Directions
Reproduce every entry in the listing without alteration.

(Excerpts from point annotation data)

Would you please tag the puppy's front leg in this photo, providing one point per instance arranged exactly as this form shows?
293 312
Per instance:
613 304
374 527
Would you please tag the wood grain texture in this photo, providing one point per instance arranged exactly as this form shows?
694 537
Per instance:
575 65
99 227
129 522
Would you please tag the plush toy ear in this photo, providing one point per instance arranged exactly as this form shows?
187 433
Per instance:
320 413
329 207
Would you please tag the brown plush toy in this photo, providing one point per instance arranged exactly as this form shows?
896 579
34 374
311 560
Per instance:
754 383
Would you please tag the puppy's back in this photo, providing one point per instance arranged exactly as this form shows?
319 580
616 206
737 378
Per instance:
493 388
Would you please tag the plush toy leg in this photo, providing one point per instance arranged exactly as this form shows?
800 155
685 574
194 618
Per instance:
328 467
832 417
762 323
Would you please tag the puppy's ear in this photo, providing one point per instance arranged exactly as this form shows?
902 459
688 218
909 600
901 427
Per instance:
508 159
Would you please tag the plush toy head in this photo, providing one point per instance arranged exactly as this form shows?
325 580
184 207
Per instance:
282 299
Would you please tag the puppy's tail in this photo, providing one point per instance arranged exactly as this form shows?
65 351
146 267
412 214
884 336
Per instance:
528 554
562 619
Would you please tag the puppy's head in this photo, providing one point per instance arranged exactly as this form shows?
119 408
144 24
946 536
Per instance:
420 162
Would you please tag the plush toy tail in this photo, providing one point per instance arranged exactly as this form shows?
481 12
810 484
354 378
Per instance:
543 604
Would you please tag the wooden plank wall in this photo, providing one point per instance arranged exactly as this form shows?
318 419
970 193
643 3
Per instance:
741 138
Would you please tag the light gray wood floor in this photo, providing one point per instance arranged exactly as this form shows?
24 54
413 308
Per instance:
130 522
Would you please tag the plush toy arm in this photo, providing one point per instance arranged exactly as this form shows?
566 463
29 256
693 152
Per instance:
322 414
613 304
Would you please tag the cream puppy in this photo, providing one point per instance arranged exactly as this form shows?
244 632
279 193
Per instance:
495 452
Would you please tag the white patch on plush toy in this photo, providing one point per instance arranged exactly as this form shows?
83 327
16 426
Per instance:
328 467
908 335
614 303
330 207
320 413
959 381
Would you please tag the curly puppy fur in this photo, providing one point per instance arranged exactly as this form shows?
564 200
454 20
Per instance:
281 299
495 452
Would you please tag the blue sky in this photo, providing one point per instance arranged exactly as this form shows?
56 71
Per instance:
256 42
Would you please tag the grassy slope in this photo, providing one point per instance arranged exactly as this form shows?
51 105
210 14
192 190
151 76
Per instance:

Result
Would you please tag the puppy's front leg in this photo, providing one point per instance arranged exactly as this form shows?
293 312
Per instance:
613 304
374 527
Would you please tag the wood grain texture in this photo, providing one point per instance arranged exactly as this form shows?
694 537
Per instance:
575 65
99 227
129 522
Would you please tag the plush toy ear in this photo, providing one point per instance arranged exactly as this form shows?
187 433
Per instance:
320 413
329 207
Would you please tag the brown plush toy in this photo, providing one point per instance arranged exactly as this form shows?
896 579
34 374
311 560
Per instance:
754 383
Would you please tag the puppy's back in this photo, providing one point per instance arranged exactly as this form shows?
319 580
616 206
737 378
Per instance:
493 388
Would you please tag the plush toy leg in this photo, providing one point per instance arranged exactly as this form shows?
800 155
685 574
194 618
Per instance:
328 467
832 417
762 323
Would you please tag the puppy's ear in this photo, providing one point per instance arranged exactly as this form shows?
902 459
688 218
909 600
901 427
Per instance:
508 159
Would you please tag the plush toy head in this photo, providing one point per instance arranged exactly as this form shows?
325 580
184 207
Per instance:
282 299
Would you please tag the puppy's tail in this photo, providing one point per instance arranged exactly as this form shows?
65 351
146 267
412 214
884 336
Per instance:
528 554
562 619
Would you please tag the puppy's head in this photo, providing one point per instance arranged exactly as this form shows?
119 408
144 24
946 536
Per instance:
420 162
Would you please tag the plush toy tail in this photo, providing one point per instance arranged exactly as this form shows?
481 12
810 484
354 378
Per instance:
543 604
Would you please tag the wooden plank wall in this photo, providing one point per instance arranged exactly as this form shows?
318 419
970 193
643 3
Per instance:
741 138
Would you please tag the light gray wood floor in this photo, providing one point per instance arranged exactly as this form shows?
24 54
413 308
Per instance:
130 522
Would you please tag the plush toy arm in this photo, providing one point per instance arranged exactly as this form shows?
566 463
29 256
693 152
Per instance:
322 414
613 304
Would you please tag the cream puppy in this photo, providing one point per instance arranged exactly as this form shows?
244 632
279 193
Per instance:
495 452
Would you please tag the white patch on plush toy in this photo, providing one point per instance arranged exactly as this form shows?
83 327
16 426
Per instance:
328 467
908 335
614 303
330 207
320 413
959 381
Would you please tag the curly puppy fur in this photo, providing one point per instance arranged exactly as this form shows?
564 200
454 20
Per instance:
281 299
495 452
Would you please tag the blue sky in this photo, providing one point per instance arranged exactly as this form shows?
56 71
Per instance:
256 42
Would you please tag the grassy slope in this photo, providing one point per instance arranged exactly as this form shows?
51 105
210 14
192 190
151 76
Per instance:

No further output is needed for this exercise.